(Exercise data)
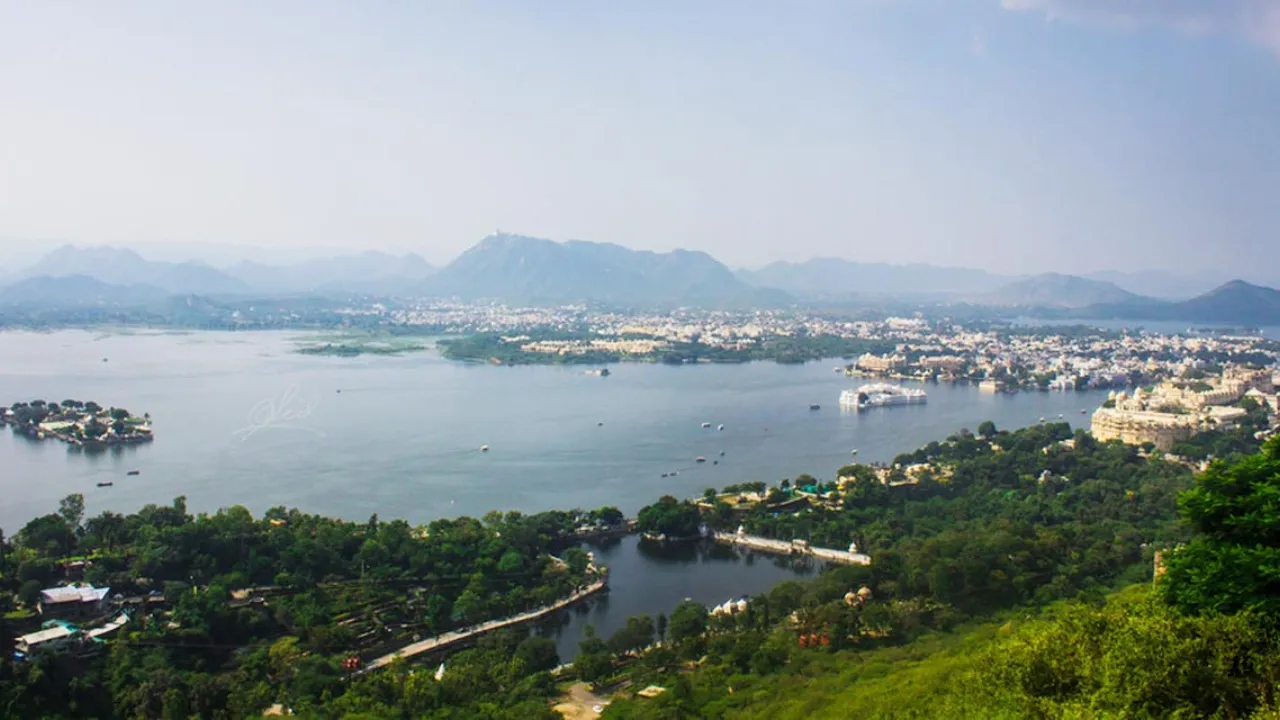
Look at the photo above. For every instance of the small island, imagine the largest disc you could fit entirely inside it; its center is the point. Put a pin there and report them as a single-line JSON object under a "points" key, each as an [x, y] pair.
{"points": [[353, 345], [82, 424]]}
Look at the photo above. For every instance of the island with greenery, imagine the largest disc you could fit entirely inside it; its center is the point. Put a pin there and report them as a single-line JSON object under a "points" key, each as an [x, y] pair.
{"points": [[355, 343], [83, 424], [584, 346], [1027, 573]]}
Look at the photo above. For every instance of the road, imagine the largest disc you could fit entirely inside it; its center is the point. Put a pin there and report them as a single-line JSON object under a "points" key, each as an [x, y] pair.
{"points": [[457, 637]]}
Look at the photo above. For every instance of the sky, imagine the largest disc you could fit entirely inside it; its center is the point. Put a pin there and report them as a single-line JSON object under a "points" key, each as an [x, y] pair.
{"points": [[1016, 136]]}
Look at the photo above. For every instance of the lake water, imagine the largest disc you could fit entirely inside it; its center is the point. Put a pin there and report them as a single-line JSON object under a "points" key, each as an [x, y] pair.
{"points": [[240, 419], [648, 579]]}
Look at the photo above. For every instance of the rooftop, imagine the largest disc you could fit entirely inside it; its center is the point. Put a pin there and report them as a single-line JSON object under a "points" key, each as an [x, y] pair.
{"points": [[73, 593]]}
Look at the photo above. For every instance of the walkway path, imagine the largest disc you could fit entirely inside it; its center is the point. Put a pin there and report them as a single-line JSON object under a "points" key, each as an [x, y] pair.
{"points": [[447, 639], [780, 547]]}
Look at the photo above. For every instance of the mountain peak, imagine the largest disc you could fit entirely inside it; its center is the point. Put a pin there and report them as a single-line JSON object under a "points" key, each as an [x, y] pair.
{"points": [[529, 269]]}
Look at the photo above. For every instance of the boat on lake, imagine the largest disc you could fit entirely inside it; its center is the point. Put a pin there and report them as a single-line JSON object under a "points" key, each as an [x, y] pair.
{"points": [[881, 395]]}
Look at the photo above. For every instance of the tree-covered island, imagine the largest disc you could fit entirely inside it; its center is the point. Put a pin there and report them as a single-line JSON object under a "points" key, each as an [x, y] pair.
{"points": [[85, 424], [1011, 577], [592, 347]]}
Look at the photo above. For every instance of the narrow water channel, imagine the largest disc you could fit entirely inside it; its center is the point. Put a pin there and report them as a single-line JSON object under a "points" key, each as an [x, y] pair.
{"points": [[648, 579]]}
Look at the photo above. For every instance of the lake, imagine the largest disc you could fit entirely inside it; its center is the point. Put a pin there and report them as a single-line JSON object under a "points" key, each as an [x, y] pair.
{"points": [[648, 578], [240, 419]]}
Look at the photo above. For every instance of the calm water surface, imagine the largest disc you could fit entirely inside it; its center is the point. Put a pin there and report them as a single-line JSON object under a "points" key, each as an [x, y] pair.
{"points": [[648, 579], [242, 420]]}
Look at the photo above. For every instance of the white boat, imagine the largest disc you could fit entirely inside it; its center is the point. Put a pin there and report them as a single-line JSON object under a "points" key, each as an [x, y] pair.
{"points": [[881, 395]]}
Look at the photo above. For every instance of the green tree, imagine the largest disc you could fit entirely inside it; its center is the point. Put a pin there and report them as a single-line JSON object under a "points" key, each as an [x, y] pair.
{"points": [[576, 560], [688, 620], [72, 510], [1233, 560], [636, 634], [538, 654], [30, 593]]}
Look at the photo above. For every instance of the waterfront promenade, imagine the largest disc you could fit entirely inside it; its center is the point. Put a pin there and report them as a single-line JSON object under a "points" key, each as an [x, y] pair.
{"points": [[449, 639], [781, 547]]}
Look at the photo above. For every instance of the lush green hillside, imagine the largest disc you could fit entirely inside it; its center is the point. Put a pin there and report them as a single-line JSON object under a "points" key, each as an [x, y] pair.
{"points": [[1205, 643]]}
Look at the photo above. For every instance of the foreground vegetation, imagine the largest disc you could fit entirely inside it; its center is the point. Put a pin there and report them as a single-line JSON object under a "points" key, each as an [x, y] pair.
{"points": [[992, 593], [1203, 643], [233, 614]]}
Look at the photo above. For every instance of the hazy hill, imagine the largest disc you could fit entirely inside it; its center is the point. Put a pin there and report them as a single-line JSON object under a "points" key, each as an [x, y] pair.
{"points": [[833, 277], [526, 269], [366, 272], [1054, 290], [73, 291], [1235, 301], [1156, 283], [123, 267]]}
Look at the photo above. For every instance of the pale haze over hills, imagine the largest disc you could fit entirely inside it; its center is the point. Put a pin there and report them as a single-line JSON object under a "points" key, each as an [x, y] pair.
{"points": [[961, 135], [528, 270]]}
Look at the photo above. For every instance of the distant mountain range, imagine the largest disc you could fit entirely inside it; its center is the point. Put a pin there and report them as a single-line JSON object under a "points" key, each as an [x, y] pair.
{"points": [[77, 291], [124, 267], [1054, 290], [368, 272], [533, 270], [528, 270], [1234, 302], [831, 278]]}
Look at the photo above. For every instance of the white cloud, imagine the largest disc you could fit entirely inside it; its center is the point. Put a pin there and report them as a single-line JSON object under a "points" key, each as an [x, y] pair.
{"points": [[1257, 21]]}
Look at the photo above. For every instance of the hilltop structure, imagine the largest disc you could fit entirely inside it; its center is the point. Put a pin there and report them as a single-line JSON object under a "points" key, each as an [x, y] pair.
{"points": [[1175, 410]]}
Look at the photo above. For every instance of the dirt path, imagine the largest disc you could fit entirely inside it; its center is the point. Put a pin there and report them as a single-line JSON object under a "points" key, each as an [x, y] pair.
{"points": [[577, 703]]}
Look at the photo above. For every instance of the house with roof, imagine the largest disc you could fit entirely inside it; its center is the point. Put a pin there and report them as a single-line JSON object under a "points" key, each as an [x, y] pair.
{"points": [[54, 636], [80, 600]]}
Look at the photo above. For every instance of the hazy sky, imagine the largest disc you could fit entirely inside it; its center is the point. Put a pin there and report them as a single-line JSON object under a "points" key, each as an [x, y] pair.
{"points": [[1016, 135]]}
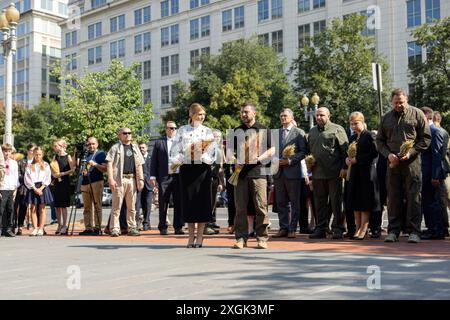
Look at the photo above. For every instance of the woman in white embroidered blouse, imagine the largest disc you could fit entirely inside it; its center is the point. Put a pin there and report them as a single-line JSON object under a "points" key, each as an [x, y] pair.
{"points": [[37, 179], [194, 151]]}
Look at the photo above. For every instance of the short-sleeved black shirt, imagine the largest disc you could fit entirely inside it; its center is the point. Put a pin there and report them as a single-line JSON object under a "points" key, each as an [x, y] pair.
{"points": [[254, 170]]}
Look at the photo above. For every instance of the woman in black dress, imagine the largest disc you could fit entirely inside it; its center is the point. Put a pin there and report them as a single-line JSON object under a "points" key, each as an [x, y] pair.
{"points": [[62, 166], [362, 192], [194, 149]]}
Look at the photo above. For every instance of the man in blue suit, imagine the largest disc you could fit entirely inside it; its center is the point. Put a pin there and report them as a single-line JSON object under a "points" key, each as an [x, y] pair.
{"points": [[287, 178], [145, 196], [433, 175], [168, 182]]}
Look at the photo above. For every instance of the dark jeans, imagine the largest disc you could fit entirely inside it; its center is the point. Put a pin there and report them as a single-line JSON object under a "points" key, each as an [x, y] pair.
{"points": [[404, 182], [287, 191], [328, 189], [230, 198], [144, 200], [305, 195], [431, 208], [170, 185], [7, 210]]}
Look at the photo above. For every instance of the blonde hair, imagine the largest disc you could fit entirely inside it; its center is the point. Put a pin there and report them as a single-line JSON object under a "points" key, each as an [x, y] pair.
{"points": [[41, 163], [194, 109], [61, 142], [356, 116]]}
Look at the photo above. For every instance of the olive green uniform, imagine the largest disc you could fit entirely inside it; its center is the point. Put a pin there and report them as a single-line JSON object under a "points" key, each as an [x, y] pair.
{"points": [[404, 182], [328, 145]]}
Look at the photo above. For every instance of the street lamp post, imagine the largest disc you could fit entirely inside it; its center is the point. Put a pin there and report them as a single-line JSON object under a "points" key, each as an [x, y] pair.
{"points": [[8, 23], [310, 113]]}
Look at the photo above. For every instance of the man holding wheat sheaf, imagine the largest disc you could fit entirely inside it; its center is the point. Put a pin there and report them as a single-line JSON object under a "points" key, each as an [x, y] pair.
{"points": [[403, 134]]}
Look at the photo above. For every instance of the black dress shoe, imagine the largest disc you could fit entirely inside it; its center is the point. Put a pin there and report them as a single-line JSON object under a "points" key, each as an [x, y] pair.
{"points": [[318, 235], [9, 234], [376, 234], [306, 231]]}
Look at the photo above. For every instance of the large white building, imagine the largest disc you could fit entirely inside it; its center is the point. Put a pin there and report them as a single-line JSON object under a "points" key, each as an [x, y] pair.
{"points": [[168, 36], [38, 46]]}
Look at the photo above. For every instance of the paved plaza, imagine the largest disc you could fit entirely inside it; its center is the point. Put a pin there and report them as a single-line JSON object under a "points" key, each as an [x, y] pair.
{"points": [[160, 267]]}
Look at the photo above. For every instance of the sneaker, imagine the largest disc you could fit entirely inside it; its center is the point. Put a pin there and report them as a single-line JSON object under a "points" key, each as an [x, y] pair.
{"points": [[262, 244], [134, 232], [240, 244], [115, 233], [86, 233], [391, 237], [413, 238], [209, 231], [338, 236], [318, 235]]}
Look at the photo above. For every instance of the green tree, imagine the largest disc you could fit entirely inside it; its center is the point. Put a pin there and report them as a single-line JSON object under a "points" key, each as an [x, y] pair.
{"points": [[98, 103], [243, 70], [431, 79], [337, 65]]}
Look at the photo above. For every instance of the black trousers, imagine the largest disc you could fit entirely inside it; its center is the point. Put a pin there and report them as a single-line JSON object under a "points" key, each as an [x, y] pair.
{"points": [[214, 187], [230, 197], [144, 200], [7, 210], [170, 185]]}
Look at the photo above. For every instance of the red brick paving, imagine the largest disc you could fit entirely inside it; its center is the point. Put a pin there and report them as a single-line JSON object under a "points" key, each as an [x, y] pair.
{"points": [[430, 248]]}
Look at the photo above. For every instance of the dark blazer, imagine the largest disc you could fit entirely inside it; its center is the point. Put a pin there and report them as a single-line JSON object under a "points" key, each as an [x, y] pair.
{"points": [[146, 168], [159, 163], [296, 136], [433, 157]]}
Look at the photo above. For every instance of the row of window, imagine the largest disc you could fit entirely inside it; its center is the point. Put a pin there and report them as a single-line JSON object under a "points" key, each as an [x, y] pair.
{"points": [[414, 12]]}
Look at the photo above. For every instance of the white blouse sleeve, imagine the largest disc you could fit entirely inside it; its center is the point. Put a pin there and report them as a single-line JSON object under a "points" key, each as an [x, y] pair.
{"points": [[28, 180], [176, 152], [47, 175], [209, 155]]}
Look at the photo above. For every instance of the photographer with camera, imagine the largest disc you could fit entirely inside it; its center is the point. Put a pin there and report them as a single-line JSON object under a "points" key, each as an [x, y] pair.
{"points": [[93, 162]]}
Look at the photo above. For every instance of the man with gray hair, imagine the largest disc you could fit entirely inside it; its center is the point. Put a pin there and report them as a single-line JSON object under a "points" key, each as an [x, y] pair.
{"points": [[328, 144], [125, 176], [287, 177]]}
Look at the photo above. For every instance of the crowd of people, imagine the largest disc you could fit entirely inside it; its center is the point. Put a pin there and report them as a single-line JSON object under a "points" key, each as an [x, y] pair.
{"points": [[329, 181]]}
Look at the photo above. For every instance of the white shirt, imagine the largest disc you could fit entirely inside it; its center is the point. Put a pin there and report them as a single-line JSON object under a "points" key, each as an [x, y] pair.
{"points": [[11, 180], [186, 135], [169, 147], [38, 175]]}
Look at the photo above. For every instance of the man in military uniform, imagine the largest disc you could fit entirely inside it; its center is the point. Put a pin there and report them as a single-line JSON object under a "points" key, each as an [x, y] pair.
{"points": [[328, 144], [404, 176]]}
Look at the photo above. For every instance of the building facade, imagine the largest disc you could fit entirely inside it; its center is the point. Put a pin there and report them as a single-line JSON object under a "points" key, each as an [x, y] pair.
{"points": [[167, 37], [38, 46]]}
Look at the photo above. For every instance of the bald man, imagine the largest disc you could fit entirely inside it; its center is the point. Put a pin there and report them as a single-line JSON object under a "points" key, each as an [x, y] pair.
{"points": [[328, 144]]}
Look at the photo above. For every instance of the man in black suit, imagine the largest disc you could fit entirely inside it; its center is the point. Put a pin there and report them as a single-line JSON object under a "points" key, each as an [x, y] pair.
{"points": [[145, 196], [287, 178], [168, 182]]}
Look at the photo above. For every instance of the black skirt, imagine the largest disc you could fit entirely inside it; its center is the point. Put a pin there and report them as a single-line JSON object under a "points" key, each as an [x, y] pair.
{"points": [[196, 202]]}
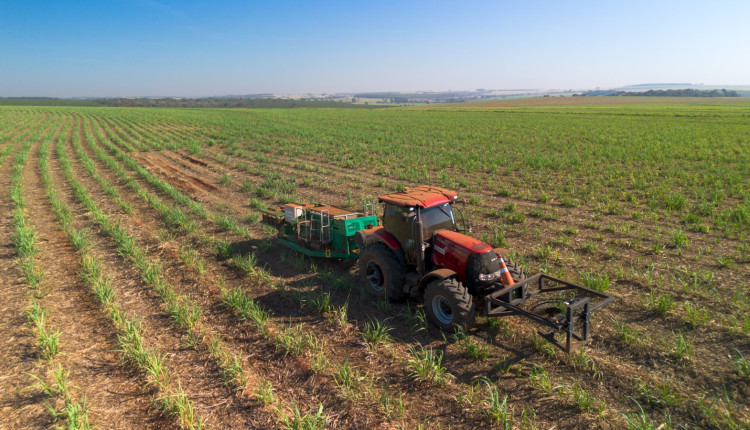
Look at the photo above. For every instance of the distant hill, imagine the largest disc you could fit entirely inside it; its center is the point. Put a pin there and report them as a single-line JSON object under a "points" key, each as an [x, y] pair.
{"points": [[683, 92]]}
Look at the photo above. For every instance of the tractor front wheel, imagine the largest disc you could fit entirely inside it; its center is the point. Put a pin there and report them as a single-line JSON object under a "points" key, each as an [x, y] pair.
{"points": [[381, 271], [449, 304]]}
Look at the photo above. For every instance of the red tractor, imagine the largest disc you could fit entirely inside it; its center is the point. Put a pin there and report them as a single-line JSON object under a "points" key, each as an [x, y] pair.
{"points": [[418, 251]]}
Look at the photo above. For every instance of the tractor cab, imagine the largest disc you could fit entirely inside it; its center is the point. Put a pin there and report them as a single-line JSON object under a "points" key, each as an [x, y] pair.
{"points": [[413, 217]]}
(End Exercise data)
> _Work required_:
All pictures should be dropped; the lines from the one containing "black skirt, imagine" through the last line of the material are to be set down exactly.

> _The completed task_:
Look at the photo above. For every instance of the black skirt, imagine the largest disc you could fit entirely inside it; its center is the point. Put a pin there and report them as a single-line JSON object under a "points" key, each as an [x, y] pair.
{"points": [[196, 202]]}
Look at the photo above. For every instance of the distant hill, imagine the largest disc you could fit entirely inside it; its center is the point. Put a pin there and report them as a single-line JSON object under a "points" key, each as an [x, y] pair.
{"points": [[683, 92]]}
Look at the photo above. For every instance of the tractor front wheel, imagine the largest disc you could fit entirely inside it; its center is the point. Put a pin there and report them as a single-line JSON object under a "points" key, each as an [x, y] pair.
{"points": [[381, 271], [449, 304]]}
Look at the photo above. For every instance of the red tractor, imagine the largest disc you could fit entirely inside it; its center is the point. Put a pin there and report them as a single-line JSON object under a "points" key, each as an [x, y] pair.
{"points": [[418, 251]]}
Look at the photo above. For every instance of the tractor cab, imagine the largest disc you could fit entirely inside it; its center is the point. Put a pin there and report them as a single-line JSON object under a "points" key, each as an [x, y] pair.
{"points": [[413, 217]]}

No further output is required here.